Goal
Lay out every line of the records below as a numbered list, leaving out any blank lines.

===== Task data

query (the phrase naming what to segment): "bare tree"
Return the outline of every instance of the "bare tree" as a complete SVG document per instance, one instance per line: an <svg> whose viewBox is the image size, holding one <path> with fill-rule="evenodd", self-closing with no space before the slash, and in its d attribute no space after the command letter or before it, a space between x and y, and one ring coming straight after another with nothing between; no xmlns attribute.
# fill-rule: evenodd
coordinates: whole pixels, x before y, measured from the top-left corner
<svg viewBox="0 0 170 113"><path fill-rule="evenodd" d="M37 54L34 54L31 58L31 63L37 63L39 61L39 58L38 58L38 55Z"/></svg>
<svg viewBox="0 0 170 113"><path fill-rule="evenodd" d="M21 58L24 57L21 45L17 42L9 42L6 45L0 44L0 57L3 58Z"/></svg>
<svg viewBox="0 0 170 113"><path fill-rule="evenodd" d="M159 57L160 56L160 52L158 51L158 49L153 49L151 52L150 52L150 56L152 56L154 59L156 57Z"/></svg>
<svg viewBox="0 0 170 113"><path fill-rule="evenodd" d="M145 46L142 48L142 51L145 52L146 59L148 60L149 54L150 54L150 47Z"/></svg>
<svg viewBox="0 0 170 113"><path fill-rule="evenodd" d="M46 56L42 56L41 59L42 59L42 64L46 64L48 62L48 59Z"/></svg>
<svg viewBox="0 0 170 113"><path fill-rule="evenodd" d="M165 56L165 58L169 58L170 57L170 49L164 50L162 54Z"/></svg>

==========

Response for this exercise
1. query (the phrase naming what to segment): "bare tree"
2. Return the outline of every instance of the "bare tree" as a complete SVG document per instance, one instance per line: an <svg> whose viewBox is the image size, holding one <path> with fill-rule="evenodd", self-closing with no space before the slash, and in its d attribute no space after the command letter or before it, a space between x and y, and one ring coming straight after another with nothing between; no xmlns attribute.
3. # fill-rule: evenodd
4. coordinates: whole pixels, x before y, measured from the top-left corner
5. <svg viewBox="0 0 170 113"><path fill-rule="evenodd" d="M37 54L34 54L31 58L31 63L37 63L39 61L39 58L38 58L38 55Z"/></svg>
6. <svg viewBox="0 0 170 113"><path fill-rule="evenodd" d="M21 58L24 57L21 45L17 42L9 42L6 45L0 44L0 57L3 58Z"/></svg>
7. <svg viewBox="0 0 170 113"><path fill-rule="evenodd" d="M159 57L160 56L160 52L158 51L158 49L153 49L151 52L150 52L150 56L152 56L154 59L156 57Z"/></svg>
8. <svg viewBox="0 0 170 113"><path fill-rule="evenodd" d="M145 46L142 48L142 51L145 52L146 59L148 60L149 54L150 54L150 47Z"/></svg>
9. <svg viewBox="0 0 170 113"><path fill-rule="evenodd" d="M46 56L42 56L41 59L42 59L42 64L46 64L48 62L48 59Z"/></svg>
10. <svg viewBox="0 0 170 113"><path fill-rule="evenodd" d="M165 56L165 58L169 58L170 57L170 49L164 50L162 54Z"/></svg>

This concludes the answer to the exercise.